Passage provided >>
════════════════════

No one cares how hard you work! How you can do more, while doing less – know your MO.

Would you like me to tell you a dirty, little secret?

No one cares how hard you work. Sure, some people will notice if you seem to be working hard. Your spouse or companion might note that you seem tired, stressed, not as much fun, or just aren’t around much, but they care about the consequences, not how hard you work. Your boss might note happily that his staff seems busy, things are humming along, but you can be sure that when it is review time she gets no credit for “keeps staff very busy.” Nor will the boss give you extra points for being busy. It is about results.

People outside your personal life, beyond your coworkers, might notice that you are hard to contact, perhaps because you are so busy. But trust me, customers do not care why they can’t get hold of you, and they will not see it as a positive.


Nothing is Good about Busy

No one cares how busy you are unless it inconveniences them.

If you could get all your work done in 15 minutes a week, do it better than anyone else, and then spend the rest of your time amusing yourself, maybe helping suppliers, customers, and coworkers, what would that make you?

A hero.

I know, I know, being really busy makes us feel good, if in a perverse way. We feel important, secure in our jobs, and after a while maybe even a little addicted to the chaotic thrill of it all. At some point, “I just don’t know how I am going to get it all done” goes from being a lament to a declaration of pride. After all, you will get it done, will bust your butt to do it, and quite possibly do it better than anyone else would. Or maybe not.

Get over your addiction to working hard, do it now. Work smart, work less, do better. Optimize.

════════════════════

Data excerpt >>
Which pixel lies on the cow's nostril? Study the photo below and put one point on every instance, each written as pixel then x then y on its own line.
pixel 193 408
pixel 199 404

════════════════════

Work to do >>
1. Condense the paragraph of the piece on hard work that begins "No one cares how hard you work. Sure," into a shorter version that keeps its main facts.
2. From the piece on hard work, output the text starting with "If you could" and going on through "do better. Optimize.".

Task responses >>
1. No one cares how hard you work. A spouse or companion may notice you seem tired, stressed, less fun, or rarely around, but they care about those consequences, not your effort. A boss may be glad the staff looks busy, yet at review time she gets no credit for keeping staff busy, and she won't give you extra points for being busy either. Results are what count.

2.
If you could get all your work done in 15 minutes a week, do it better than anyone else, and then spend the rest of your time amusing yourself, maybe helping suppliers, customers, and coworkers, what would that make you?

A hero.

I know, I know, being really busy makes us feel good, if in a perverse way. We feel important, secure in our jobs, and after a while maybe even a little addicted to the chaotic thrill of it all. At some point, “I just don’t know how I am going to get it all done” goes from being a lament to a declaration of pride. After all, you will get it done, will bust your butt to do it, and quite possibly do it better than anyone else would. Or maybe not.

Get over your addiction to working hard, do it now. Work smart, work less, do better. Optimize.